:: Exercise instructions ::
1. Set down the stretch of the Reflections on 2025 essay from "So, with the" through "frame of reference.", copying it word for word.
2. In the Reflections on 2025 essay, what did the writer see a small advert in the paper for?
3. List every thing the writer of the Reflections on 2025 essay says they loved that made the world of investment perfect for them.

:: Excerpted passage ::
------------------------------------------------

Reflections on 2025

To my subscribers: I imagine most of you signed up because you like reading company analysis. I regret that, on that front, the field remains barren. Work makes it tricky for me to write too specifically, so I can’t promise to put anything out. Still, I enjoy writing. In that vein, this website will cover a wide range of topics. These may be related to investing theory or specifics. They will also be more abstract: politics, philosophy, competition. I will use it as a place to collate my thoughts. Given the change of direction, I have manually unsubscribed all of you immediately following the publication of this post. You are, of course, welcome to subscribe again, but I thought it would be polite given the change in emphasis.


I have learnt a lot this year. I learn a lot every year and unlearn many things I thought I had learnt in prior years. I rather like this process.

I love the idea that one should always cringe a little at what one wrote a few years ago and cringe a lot if one goes back further. That embarrassment means you’re still discovering things and refining the way you see the world.

So, with the knowledge that I’ll read this in a few years and tut at my naivety, here are five things I learnt in 2025.

Exposure is underrated

I often reflect on the fact that I had no idea what I wanted to do when I was 15, but I knew with absolute certainty when I was 19.

Between those two ages, I saw a small advert in the paper for a pre-University placement at Deutsche Bank. I liked economics, but no one in my family worked in finance. I didn’t even know anyone who worked in London. It was totally outside my frame of reference.

It took very little time at that job to realise that what I loved – games, markets, deep reading, taking risk – meant the world of investment was perfect for me.

------------------------------------------------

:: Source material ::
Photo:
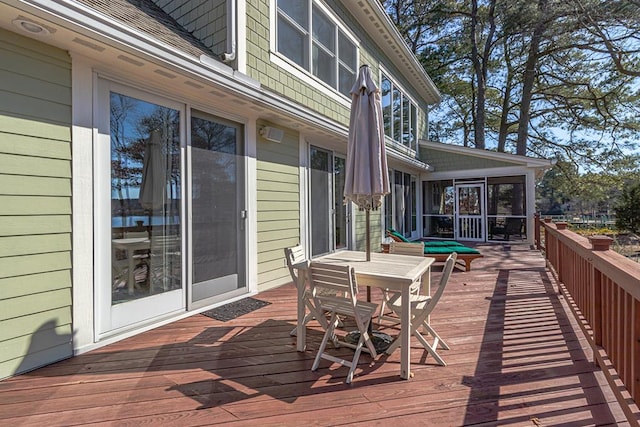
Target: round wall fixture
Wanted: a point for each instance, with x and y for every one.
(31, 27)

------------------------------------------------

:: Solutions to the tasks ::
1.
So, with the knowledge that I’ll read this in a few years and tut at my naivety, here are five things I learnt in 2025.

Exposure is underrated

I often reflect on the fact that I had no idea what I wanted to do when I was 15, but I knew with absolute certainty when I was 19.

Between those two ages, I saw a small advert in the paper for a pre-University placement at Deutsche Bank. I liked economics, but no one in my family worked in finance. I didn’t even know anyone who worked in London. It was totally outside my frame of reference.

2. A pre-University placement at Deutsche Bank.

3. Games, markets, deep reading, taking risk